Provided records =
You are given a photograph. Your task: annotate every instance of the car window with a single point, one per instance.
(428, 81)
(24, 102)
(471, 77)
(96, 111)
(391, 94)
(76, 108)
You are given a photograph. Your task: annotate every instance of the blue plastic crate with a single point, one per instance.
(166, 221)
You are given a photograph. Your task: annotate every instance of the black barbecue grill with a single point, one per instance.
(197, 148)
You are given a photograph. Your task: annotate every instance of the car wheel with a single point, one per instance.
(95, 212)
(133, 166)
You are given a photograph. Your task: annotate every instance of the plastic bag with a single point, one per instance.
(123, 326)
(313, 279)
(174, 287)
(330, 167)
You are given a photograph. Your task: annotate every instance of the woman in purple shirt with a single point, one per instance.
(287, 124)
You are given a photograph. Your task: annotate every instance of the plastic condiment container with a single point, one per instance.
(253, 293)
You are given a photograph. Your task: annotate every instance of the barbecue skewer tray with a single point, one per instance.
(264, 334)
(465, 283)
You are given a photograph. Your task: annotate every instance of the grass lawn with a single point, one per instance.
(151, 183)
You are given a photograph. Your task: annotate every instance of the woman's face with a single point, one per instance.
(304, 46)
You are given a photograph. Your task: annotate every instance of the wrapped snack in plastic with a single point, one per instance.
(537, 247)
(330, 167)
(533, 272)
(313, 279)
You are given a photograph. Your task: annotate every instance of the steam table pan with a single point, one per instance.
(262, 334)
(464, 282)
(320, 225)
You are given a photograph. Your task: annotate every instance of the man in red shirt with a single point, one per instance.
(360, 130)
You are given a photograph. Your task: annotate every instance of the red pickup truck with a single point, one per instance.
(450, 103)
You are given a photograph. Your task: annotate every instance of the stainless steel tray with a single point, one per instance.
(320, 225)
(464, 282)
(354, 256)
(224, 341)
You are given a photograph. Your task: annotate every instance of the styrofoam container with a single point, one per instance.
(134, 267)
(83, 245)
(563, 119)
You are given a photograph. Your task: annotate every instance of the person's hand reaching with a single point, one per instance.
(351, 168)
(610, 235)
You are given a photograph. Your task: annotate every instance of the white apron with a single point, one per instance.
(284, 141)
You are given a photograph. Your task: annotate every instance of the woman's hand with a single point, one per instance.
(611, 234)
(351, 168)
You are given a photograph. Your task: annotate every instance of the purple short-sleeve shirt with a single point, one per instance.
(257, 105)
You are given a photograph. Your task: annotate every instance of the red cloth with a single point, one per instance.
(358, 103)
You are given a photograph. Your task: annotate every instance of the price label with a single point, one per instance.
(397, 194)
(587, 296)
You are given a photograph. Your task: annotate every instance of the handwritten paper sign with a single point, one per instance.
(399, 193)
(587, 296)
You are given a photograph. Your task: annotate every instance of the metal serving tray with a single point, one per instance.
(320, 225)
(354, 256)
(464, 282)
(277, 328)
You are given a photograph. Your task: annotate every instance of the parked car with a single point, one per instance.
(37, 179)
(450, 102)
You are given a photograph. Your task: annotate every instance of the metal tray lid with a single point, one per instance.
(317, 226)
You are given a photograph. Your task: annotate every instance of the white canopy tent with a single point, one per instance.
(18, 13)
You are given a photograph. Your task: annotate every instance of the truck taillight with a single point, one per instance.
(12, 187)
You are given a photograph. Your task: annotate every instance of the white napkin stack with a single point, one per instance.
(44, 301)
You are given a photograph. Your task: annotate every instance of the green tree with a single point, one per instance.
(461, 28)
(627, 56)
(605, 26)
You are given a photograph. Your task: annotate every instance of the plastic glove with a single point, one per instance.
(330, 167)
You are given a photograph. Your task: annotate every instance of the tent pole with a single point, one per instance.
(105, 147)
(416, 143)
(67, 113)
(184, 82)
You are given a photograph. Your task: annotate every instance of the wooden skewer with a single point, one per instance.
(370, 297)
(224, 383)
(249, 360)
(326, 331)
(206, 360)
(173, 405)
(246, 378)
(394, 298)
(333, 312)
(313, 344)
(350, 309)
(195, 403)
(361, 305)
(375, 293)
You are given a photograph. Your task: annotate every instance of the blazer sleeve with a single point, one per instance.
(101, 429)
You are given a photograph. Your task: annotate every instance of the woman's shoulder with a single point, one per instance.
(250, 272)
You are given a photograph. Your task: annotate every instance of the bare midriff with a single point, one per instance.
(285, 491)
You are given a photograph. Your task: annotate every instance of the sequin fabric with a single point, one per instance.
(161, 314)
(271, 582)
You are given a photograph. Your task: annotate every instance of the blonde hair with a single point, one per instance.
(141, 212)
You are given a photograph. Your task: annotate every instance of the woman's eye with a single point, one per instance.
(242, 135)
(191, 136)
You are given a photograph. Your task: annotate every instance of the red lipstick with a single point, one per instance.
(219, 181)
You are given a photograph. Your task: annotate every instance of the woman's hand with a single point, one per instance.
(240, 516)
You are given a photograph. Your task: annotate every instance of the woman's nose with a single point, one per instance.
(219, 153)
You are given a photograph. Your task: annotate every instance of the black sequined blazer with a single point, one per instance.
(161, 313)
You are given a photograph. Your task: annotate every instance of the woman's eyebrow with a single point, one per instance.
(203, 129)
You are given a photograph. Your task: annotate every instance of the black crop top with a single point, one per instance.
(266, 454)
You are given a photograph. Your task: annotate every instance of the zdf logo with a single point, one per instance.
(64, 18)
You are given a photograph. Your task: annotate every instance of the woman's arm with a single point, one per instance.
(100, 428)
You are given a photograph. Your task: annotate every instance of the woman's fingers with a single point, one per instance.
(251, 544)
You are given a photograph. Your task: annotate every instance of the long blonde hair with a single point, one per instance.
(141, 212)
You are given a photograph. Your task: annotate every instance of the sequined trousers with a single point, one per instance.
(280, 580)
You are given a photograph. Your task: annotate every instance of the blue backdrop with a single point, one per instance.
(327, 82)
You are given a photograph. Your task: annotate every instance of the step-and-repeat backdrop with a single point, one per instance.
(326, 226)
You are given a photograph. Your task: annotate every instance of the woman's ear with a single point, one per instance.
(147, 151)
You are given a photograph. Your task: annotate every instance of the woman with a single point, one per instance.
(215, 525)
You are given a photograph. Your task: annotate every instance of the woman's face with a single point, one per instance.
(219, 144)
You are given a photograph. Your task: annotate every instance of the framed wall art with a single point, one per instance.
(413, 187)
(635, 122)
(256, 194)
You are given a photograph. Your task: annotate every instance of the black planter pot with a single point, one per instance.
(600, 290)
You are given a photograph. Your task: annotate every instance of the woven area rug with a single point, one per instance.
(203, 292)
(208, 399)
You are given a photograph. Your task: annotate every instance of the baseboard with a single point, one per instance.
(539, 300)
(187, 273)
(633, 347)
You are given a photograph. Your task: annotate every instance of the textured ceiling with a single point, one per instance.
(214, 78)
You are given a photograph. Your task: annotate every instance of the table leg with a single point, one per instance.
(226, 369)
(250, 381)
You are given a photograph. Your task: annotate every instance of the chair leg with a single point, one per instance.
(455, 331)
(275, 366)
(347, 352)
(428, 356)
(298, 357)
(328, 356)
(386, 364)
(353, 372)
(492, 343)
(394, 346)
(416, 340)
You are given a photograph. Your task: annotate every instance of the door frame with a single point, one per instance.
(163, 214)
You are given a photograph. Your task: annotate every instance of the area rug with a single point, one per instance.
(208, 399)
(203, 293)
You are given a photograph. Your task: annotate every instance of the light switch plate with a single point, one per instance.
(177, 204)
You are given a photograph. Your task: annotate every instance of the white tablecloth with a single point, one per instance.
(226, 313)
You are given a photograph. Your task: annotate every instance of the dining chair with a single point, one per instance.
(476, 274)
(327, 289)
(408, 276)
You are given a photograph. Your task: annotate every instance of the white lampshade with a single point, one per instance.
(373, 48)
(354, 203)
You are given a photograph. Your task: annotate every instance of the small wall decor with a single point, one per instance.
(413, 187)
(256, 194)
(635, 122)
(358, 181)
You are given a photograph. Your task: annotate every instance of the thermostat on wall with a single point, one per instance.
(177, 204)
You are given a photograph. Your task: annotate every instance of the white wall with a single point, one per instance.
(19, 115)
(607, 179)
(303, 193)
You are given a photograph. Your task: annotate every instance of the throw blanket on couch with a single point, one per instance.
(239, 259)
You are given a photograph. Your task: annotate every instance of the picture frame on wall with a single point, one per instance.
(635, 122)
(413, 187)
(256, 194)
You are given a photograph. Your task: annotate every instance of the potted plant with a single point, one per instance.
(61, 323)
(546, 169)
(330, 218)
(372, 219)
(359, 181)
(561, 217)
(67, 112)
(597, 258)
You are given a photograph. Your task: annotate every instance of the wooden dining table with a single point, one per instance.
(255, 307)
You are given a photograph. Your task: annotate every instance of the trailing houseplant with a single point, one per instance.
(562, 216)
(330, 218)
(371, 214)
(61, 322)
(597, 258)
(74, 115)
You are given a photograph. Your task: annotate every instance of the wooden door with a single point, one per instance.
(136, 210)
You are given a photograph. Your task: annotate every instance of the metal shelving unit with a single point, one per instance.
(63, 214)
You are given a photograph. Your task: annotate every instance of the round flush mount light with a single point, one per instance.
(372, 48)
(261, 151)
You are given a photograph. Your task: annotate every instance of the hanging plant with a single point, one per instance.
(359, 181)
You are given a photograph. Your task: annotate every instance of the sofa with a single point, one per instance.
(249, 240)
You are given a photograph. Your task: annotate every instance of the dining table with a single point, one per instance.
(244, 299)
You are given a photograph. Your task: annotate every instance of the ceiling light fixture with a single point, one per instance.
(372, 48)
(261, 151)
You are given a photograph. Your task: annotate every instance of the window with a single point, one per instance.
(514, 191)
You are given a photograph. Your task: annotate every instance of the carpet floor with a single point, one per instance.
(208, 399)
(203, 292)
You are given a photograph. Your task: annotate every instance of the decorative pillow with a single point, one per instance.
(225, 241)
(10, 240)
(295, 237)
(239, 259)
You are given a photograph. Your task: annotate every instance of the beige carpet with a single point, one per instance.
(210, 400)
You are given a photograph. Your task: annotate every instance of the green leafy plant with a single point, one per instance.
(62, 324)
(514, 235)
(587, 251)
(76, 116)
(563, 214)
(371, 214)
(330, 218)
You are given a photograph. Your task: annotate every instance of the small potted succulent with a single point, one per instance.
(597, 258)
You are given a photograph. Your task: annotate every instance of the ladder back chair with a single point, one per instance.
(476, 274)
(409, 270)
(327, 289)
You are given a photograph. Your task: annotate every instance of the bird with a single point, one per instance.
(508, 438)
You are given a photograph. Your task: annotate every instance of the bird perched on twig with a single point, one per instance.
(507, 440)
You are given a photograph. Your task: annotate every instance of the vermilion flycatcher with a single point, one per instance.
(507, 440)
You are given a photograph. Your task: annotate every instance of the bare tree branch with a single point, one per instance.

The exercise =
Starting from the line with "of the hanging" and ending with the final line of the data, quote every line exactly, both ends included.

Solution =
You are given a photograph. Your task: annotate every instance of the hanging plant with a single point, one per instance.
(359, 181)
You are given a photograph. Your task: annotate every instance of the sofa with a single point, one per instance.
(249, 240)
You are given a photograph. Your task: annotate every instance of the dining table with a single point, one per instance.
(244, 299)
You are given a photograph. Your task: annotate every instance of the ceiling light fixture with a single point, one per instance.
(372, 48)
(261, 151)
You are given a photograph. Your task: annotate every instance of the window with a single point, one per instance.
(514, 191)
You are given a photograph. Your task: annotate every instance of the carpet floor with a single point, one per instance.
(208, 399)
(203, 292)
You are given a photograph. Your task: annotate every instance of the decorative pillow with a single point, one per instance.
(225, 241)
(10, 240)
(295, 237)
(239, 259)
You are given a photograph. Your task: annotate every instance of the beige carpet with a single point, one per instance.
(210, 400)
You are given a photograph. Your task: annotate every instance of the green leafy plant with a single point, one per instance.
(62, 324)
(514, 235)
(587, 251)
(76, 116)
(563, 214)
(371, 214)
(330, 218)
You are given a photograph. Your task: annotate every instance of the small potted succulent with a single point, one per instance.
(597, 258)
You are given a photograph. Your task: annotate every instance of the ladder back chair with a single point, one per instance.
(476, 274)
(409, 270)
(327, 289)
You are given a photograph. Your task: annotate every instance of the bird with a single point, one per instance.
(508, 438)
You are given a photograph. Your task: annotate every instance of the bird perched on twig with a single point, one per instance.
(507, 440)
You are given a photograph. Your task: annotate every instance of the vermilion flycatcher with a single point, one per instance.
(507, 440)
You are given a photograph. Your task: annotate every instance of the bare tree branch with a single point, one per instance.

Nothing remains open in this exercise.